*SET TASK*.
Pull out every line below that contains the string "black" and copy each one. Case counts.

┌─ EXERCISE DATA

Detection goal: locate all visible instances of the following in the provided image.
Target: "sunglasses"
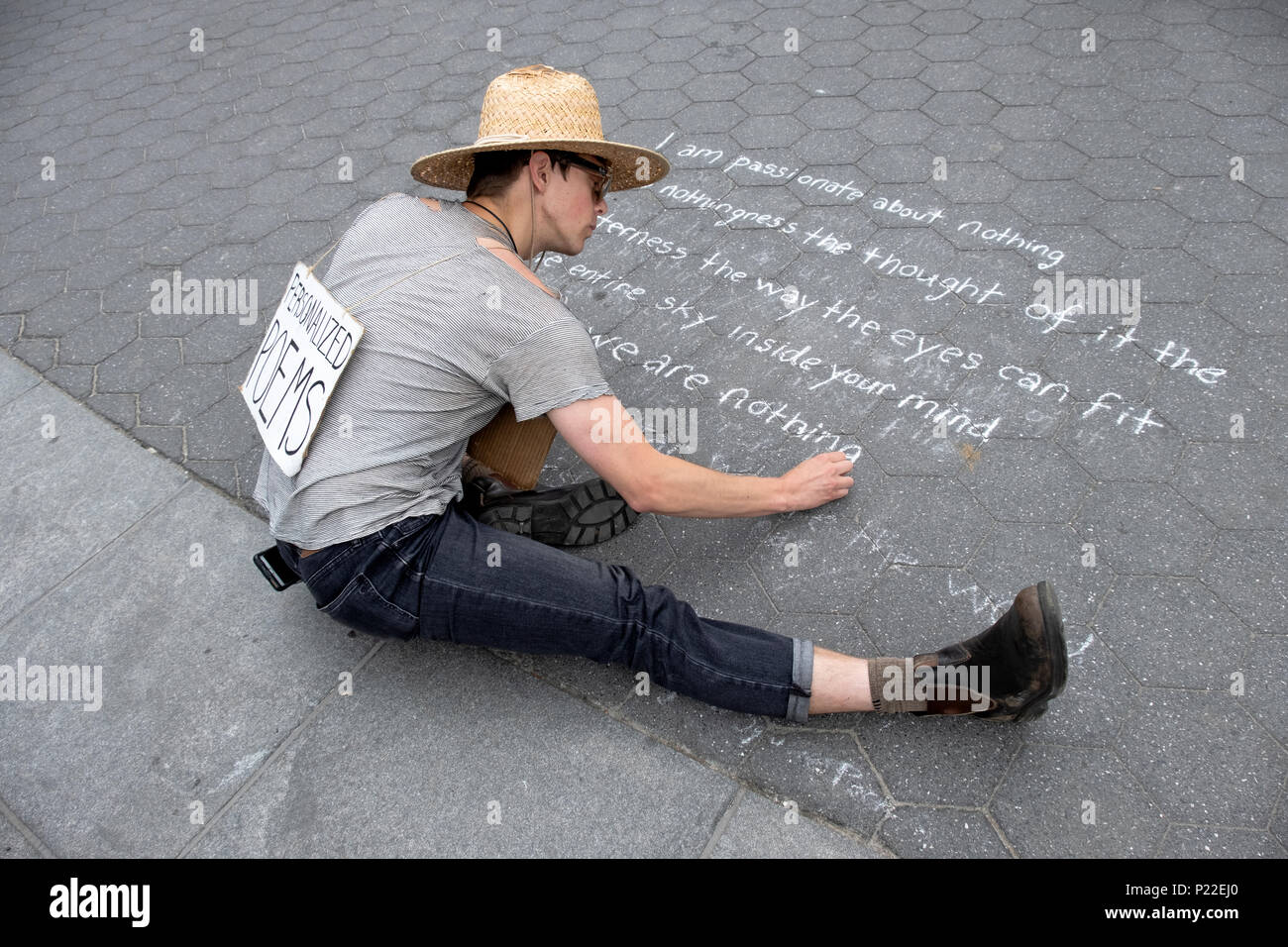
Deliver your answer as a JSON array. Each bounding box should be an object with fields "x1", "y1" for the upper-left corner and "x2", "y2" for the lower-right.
[{"x1": 567, "y1": 155, "x2": 613, "y2": 204}]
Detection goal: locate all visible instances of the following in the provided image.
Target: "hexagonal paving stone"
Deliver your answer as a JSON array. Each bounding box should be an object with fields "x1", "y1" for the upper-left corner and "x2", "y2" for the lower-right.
[
  {"x1": 1121, "y1": 689, "x2": 1288, "y2": 828},
  {"x1": 921, "y1": 91, "x2": 1001, "y2": 125},
  {"x1": 957, "y1": 438, "x2": 1090, "y2": 523},
  {"x1": 1095, "y1": 576, "x2": 1249, "y2": 691},
  {"x1": 1172, "y1": 441, "x2": 1288, "y2": 530},
  {"x1": 855, "y1": 714, "x2": 1022, "y2": 805},
  {"x1": 1076, "y1": 481, "x2": 1218, "y2": 576},
  {"x1": 1198, "y1": 530, "x2": 1288, "y2": 635},
  {"x1": 738, "y1": 729, "x2": 893, "y2": 834},
  {"x1": 988, "y1": 746, "x2": 1167, "y2": 858},
  {"x1": 877, "y1": 805, "x2": 1012, "y2": 858}
]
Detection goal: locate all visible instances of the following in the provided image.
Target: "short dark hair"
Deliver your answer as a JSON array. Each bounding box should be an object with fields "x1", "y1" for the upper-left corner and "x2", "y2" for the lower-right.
[{"x1": 465, "y1": 149, "x2": 576, "y2": 198}]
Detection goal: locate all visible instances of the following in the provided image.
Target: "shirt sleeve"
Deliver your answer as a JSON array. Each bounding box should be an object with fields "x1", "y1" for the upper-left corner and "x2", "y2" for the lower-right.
[{"x1": 488, "y1": 321, "x2": 612, "y2": 421}]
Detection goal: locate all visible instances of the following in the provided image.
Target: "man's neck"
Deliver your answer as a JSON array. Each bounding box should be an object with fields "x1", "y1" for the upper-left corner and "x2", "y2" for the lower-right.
[{"x1": 463, "y1": 194, "x2": 533, "y2": 261}]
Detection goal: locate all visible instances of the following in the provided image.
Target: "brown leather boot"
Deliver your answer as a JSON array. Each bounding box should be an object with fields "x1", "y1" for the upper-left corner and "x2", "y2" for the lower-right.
[{"x1": 913, "y1": 581, "x2": 1069, "y2": 721}]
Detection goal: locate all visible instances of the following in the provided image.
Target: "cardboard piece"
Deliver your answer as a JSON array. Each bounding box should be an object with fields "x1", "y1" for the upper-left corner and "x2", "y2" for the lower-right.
[
  {"x1": 239, "y1": 263, "x2": 362, "y2": 476},
  {"x1": 467, "y1": 404, "x2": 559, "y2": 489}
]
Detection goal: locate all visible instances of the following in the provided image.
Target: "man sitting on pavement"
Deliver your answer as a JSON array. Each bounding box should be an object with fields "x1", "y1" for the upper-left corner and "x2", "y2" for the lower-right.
[{"x1": 255, "y1": 65, "x2": 1066, "y2": 723}]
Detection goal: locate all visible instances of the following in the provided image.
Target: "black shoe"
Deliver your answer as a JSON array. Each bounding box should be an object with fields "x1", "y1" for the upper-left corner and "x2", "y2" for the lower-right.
[
  {"x1": 913, "y1": 582, "x2": 1069, "y2": 721},
  {"x1": 464, "y1": 476, "x2": 639, "y2": 546}
]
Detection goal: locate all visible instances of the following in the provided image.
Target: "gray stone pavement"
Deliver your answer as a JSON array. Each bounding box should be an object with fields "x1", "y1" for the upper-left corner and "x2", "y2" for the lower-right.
[
  {"x1": 0, "y1": 356, "x2": 889, "y2": 857},
  {"x1": 0, "y1": 0, "x2": 1288, "y2": 857}
]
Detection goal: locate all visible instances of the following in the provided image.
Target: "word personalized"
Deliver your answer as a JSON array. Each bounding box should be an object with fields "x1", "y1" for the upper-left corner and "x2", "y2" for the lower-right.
[{"x1": 241, "y1": 263, "x2": 362, "y2": 476}]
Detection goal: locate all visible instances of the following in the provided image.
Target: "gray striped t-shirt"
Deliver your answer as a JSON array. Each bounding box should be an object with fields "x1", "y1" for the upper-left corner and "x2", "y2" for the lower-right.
[{"x1": 255, "y1": 194, "x2": 610, "y2": 549}]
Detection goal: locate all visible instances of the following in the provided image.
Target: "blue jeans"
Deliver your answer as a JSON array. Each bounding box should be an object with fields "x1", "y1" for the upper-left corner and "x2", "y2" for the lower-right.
[{"x1": 277, "y1": 502, "x2": 814, "y2": 723}]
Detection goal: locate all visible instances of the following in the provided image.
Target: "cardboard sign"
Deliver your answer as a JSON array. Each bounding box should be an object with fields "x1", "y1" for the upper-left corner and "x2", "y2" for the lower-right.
[
  {"x1": 241, "y1": 263, "x2": 362, "y2": 476},
  {"x1": 467, "y1": 404, "x2": 558, "y2": 489}
]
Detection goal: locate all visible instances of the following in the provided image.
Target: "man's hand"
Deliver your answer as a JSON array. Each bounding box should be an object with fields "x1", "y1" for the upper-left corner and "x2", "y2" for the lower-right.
[
  {"x1": 548, "y1": 394, "x2": 854, "y2": 517},
  {"x1": 780, "y1": 451, "x2": 854, "y2": 510}
]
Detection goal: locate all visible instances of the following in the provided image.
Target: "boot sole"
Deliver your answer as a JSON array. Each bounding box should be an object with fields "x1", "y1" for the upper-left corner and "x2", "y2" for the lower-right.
[
  {"x1": 1010, "y1": 581, "x2": 1069, "y2": 723},
  {"x1": 478, "y1": 479, "x2": 639, "y2": 546}
]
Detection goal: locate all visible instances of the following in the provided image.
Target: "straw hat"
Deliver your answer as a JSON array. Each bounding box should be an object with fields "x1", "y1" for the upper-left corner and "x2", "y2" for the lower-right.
[{"x1": 411, "y1": 65, "x2": 671, "y2": 191}]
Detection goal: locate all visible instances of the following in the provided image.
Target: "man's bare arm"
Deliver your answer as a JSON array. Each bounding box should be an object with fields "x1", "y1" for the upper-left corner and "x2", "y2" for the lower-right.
[{"x1": 548, "y1": 394, "x2": 854, "y2": 517}]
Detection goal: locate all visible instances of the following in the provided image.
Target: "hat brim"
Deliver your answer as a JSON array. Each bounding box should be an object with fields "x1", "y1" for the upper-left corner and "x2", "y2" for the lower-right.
[{"x1": 411, "y1": 138, "x2": 671, "y2": 192}]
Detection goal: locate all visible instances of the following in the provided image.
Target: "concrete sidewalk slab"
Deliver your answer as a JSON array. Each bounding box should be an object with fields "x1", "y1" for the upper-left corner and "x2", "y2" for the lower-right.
[{"x1": 0, "y1": 359, "x2": 875, "y2": 857}]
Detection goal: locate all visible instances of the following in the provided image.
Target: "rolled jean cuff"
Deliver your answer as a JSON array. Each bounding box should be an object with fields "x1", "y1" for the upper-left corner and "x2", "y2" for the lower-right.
[{"x1": 787, "y1": 638, "x2": 814, "y2": 723}]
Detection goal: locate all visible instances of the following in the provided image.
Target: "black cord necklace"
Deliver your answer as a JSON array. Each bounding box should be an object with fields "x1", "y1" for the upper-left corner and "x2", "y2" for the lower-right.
[{"x1": 461, "y1": 201, "x2": 519, "y2": 253}]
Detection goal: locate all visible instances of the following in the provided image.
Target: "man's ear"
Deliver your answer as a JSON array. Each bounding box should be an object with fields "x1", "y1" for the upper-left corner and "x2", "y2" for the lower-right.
[{"x1": 527, "y1": 151, "x2": 555, "y2": 193}]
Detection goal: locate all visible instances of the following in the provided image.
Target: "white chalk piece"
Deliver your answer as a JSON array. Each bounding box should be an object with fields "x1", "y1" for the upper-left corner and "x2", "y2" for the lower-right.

└─

*WRITTEN RESPONSE*.
Target: "black shoe"
Target: "black cord necklace"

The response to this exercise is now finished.